Rewrite everything from the line containing "Tag every instance of the person walking" down to the line containing "pixel 487 579", substituting "pedestrian crossing the snow" for "person walking on snow" and leaving all else unchanged. Return only those lines.
## Begin Data section
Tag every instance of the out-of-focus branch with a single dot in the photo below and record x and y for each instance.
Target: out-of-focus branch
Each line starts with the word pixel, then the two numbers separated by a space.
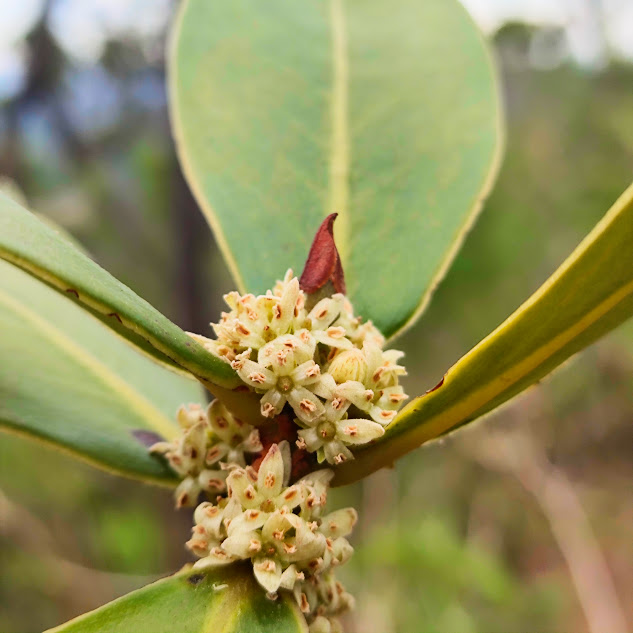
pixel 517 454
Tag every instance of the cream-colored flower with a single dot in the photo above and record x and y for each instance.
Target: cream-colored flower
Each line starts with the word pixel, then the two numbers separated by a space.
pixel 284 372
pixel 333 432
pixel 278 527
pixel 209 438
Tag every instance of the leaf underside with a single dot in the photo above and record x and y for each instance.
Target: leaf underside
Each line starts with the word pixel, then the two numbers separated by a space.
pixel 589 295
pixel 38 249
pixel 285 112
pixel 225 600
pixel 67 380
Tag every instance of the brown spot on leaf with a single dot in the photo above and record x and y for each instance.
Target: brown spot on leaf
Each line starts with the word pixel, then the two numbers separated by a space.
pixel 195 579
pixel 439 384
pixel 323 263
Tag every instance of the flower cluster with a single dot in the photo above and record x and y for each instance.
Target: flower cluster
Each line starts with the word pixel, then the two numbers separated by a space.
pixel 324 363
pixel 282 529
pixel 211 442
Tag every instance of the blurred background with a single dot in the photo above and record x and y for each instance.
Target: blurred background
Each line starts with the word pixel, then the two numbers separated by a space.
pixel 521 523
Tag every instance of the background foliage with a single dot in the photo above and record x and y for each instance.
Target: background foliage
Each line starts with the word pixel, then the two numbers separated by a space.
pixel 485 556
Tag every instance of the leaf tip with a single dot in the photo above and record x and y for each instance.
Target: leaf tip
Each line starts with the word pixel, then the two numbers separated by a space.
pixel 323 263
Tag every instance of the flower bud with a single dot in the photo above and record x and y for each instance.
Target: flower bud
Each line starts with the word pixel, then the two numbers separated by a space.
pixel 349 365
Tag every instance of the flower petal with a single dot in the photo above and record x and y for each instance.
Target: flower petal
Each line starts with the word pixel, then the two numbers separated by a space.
## End Data section
## Begin Data section
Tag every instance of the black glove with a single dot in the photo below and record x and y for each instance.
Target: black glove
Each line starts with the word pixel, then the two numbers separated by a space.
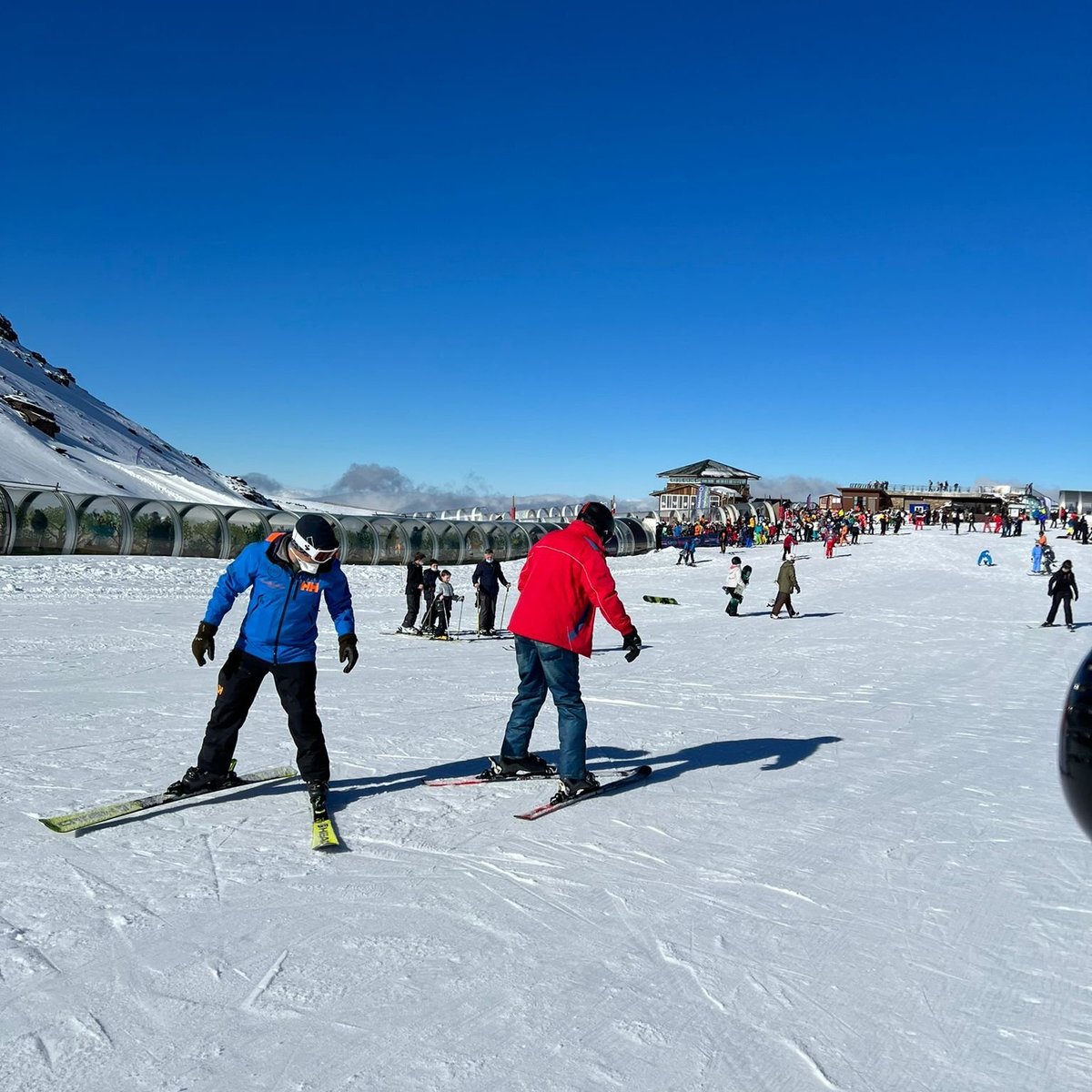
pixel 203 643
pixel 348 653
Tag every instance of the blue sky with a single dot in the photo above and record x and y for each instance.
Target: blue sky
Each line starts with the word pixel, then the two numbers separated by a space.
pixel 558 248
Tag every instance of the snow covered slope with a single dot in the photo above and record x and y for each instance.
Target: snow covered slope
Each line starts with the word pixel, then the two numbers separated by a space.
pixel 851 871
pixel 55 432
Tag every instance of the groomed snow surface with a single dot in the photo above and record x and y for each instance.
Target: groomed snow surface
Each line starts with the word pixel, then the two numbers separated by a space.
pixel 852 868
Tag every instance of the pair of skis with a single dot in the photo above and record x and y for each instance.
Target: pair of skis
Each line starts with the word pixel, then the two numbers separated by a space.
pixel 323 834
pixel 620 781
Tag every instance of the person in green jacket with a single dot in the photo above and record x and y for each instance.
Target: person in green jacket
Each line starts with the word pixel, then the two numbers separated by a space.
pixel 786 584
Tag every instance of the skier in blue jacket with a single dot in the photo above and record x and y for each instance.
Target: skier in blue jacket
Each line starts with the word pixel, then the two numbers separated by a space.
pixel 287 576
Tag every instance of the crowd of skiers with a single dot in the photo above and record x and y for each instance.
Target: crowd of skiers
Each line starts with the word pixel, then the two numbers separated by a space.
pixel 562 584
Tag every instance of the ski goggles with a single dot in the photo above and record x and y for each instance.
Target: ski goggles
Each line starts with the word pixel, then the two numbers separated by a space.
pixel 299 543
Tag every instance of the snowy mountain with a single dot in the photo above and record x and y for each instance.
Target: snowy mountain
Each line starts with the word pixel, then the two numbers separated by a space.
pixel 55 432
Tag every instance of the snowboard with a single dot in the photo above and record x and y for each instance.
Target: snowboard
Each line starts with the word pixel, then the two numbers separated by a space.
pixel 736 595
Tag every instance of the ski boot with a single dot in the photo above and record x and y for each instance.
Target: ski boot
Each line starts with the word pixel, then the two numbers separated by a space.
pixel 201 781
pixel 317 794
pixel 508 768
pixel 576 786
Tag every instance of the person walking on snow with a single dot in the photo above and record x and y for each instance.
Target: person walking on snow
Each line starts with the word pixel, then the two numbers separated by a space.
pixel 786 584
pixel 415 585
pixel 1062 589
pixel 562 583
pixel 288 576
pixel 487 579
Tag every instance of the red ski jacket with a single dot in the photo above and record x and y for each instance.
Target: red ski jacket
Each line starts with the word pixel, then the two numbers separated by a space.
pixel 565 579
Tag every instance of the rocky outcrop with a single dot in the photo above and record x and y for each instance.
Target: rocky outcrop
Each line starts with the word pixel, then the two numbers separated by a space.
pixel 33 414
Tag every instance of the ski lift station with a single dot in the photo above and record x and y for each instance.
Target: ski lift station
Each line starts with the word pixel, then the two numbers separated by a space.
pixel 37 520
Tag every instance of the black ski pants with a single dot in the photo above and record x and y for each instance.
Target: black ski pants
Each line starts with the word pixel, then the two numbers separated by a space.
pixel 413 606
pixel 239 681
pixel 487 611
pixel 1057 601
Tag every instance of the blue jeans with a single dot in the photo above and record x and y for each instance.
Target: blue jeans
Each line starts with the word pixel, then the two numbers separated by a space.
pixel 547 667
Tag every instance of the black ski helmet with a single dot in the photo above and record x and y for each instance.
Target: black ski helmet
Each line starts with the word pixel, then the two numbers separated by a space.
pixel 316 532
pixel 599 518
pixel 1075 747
## End Data section
§ Task solution:
Tag every instance of the pedestrian crossing the snow with a single dot in the photo above and record x and y for each instance.
Target: pedestrian crossing the snow
Each line starts with the word pixel, then the two numbers separated by a space.
pixel 786 584
pixel 415 585
pixel 1062 589
pixel 562 583
pixel 288 576
pixel 487 579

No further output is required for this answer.